►

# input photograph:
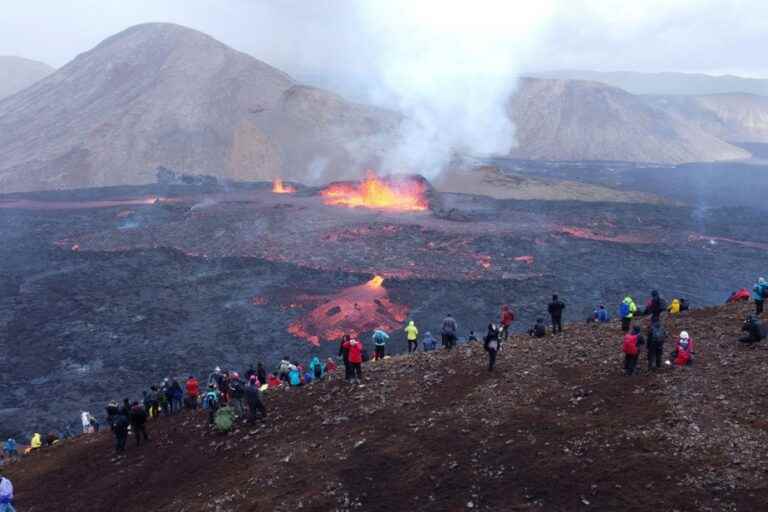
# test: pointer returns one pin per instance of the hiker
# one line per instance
(655, 306)
(6, 495)
(630, 348)
(492, 344)
(412, 336)
(111, 410)
(316, 368)
(754, 328)
(10, 449)
(683, 353)
(555, 310)
(448, 331)
(177, 396)
(261, 373)
(85, 419)
(355, 349)
(600, 315)
(138, 419)
(760, 293)
(344, 354)
(253, 399)
(428, 342)
(36, 442)
(655, 338)
(211, 401)
(294, 375)
(741, 295)
(380, 339)
(627, 310)
(506, 319)
(120, 429)
(236, 393)
(539, 330)
(193, 392)
(273, 381)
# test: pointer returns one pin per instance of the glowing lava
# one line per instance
(278, 187)
(351, 311)
(375, 192)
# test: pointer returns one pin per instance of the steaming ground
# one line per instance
(99, 299)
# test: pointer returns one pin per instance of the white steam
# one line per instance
(450, 68)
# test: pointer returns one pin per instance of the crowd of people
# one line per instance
(227, 396)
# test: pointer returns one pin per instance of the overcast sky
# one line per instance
(303, 36)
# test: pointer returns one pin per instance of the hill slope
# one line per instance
(17, 73)
(557, 427)
(665, 83)
(576, 120)
(162, 94)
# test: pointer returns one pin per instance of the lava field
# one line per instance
(103, 291)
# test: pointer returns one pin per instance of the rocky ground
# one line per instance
(557, 427)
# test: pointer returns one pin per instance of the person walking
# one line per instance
(355, 350)
(448, 331)
(760, 293)
(138, 421)
(627, 310)
(6, 494)
(491, 345)
(412, 336)
(120, 429)
(380, 339)
(555, 309)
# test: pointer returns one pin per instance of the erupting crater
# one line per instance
(396, 194)
(353, 311)
(278, 187)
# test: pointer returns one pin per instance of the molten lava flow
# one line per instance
(351, 311)
(278, 187)
(375, 192)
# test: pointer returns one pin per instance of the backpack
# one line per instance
(630, 344)
(624, 310)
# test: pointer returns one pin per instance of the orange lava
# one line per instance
(374, 192)
(352, 311)
(278, 187)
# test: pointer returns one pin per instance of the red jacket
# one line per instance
(355, 351)
(507, 317)
(630, 344)
(193, 387)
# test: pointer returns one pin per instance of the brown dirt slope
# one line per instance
(556, 428)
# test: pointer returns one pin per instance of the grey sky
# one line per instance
(305, 37)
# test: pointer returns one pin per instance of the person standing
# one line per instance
(630, 348)
(656, 338)
(344, 354)
(120, 429)
(412, 336)
(6, 494)
(380, 339)
(138, 421)
(448, 331)
(627, 311)
(555, 309)
(492, 345)
(355, 351)
(760, 293)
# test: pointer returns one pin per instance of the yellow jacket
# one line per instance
(411, 331)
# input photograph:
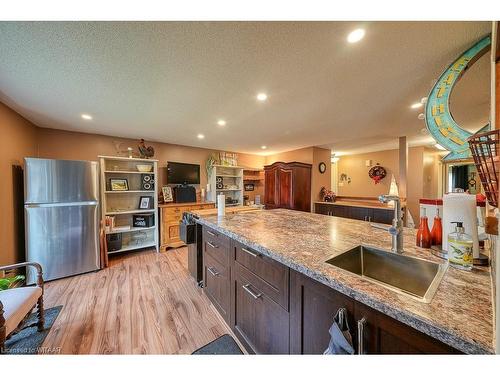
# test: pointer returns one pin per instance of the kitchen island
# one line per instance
(278, 256)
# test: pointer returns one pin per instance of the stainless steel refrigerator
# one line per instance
(61, 206)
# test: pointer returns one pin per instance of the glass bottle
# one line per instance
(437, 231)
(423, 233)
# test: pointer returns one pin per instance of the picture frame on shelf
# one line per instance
(145, 202)
(167, 194)
(118, 184)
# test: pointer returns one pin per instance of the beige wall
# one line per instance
(60, 144)
(19, 141)
(303, 155)
(313, 156)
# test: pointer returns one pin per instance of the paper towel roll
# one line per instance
(221, 205)
(460, 207)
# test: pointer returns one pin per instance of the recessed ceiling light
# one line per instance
(439, 147)
(356, 35)
(262, 96)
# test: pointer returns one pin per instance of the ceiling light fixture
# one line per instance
(356, 35)
(439, 147)
(262, 97)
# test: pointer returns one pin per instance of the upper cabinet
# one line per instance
(288, 185)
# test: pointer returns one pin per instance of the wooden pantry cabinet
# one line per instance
(170, 217)
(288, 185)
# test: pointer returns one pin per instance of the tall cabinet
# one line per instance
(288, 185)
(124, 182)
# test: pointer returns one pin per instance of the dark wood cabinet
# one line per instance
(217, 285)
(313, 307)
(260, 323)
(288, 185)
(376, 215)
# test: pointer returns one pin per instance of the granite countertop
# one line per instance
(460, 313)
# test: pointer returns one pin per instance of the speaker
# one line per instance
(147, 181)
(184, 193)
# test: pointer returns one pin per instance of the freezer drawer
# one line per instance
(62, 238)
(56, 181)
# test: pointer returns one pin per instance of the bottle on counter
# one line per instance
(437, 231)
(460, 246)
(423, 233)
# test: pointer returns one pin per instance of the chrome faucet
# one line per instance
(396, 229)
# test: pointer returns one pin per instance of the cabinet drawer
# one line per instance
(217, 285)
(280, 296)
(274, 276)
(259, 322)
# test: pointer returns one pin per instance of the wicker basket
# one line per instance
(485, 151)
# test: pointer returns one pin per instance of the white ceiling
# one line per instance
(169, 81)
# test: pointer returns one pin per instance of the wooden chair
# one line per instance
(16, 304)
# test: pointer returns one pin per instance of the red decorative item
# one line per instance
(377, 173)
(423, 233)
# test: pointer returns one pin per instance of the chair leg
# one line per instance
(40, 314)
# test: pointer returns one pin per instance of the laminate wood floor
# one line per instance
(144, 303)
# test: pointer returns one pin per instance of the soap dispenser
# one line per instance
(460, 248)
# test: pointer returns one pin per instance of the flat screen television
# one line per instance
(182, 173)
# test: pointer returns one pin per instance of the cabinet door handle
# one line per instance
(249, 252)
(212, 245)
(211, 233)
(361, 335)
(249, 291)
(213, 271)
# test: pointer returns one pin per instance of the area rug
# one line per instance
(222, 345)
(29, 340)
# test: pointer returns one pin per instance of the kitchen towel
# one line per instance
(221, 205)
(340, 336)
(460, 207)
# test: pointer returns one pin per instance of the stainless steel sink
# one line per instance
(415, 277)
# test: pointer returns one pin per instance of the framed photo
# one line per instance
(167, 194)
(145, 203)
(118, 184)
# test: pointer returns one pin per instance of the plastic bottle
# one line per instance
(423, 233)
(437, 231)
(460, 248)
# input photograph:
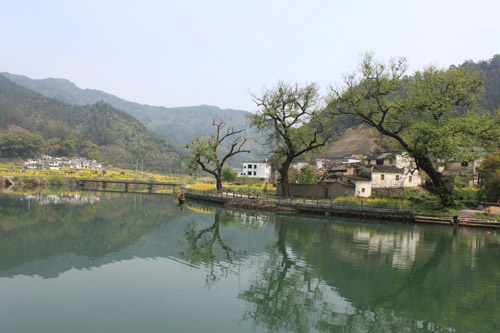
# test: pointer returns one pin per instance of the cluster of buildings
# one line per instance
(364, 175)
(55, 163)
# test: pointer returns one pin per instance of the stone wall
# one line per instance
(320, 191)
(388, 192)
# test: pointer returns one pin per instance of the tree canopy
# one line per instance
(290, 116)
(210, 153)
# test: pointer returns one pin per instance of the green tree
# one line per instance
(210, 153)
(292, 120)
(90, 150)
(22, 144)
(489, 173)
(229, 175)
(423, 113)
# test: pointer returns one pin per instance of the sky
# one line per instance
(219, 52)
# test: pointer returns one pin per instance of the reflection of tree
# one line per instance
(206, 246)
(285, 296)
(303, 293)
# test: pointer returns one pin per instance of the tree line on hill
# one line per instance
(432, 115)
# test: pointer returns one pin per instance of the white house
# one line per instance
(362, 185)
(256, 169)
(385, 176)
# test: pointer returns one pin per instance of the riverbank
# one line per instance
(267, 204)
(332, 209)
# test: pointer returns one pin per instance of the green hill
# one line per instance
(120, 137)
(178, 124)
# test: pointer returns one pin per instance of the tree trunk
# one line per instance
(218, 182)
(285, 188)
(440, 186)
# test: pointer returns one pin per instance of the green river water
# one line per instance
(104, 262)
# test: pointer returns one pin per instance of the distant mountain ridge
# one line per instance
(178, 124)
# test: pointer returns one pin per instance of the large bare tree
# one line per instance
(210, 153)
(290, 116)
(424, 113)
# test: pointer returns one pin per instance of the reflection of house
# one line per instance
(256, 169)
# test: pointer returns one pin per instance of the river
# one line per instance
(106, 262)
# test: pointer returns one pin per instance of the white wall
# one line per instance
(360, 185)
(257, 170)
(390, 180)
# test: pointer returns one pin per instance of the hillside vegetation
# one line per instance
(178, 124)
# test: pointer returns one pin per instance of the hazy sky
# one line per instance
(179, 53)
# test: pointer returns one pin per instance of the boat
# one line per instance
(181, 197)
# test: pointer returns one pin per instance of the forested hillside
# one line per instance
(357, 138)
(178, 124)
(490, 69)
(120, 138)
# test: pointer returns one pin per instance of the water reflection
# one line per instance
(289, 273)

◄

TRY IT | Search the records for the string "ceiling" and return every line in which it occurs.

PROBLEM SOLUTION |
# test: pointer returns one pin per instance of the recessed ceiling light
# test: pointer returns one pin per instance of the ceiling light fixture
# test: pointer returns one pin per instance of the white ceiling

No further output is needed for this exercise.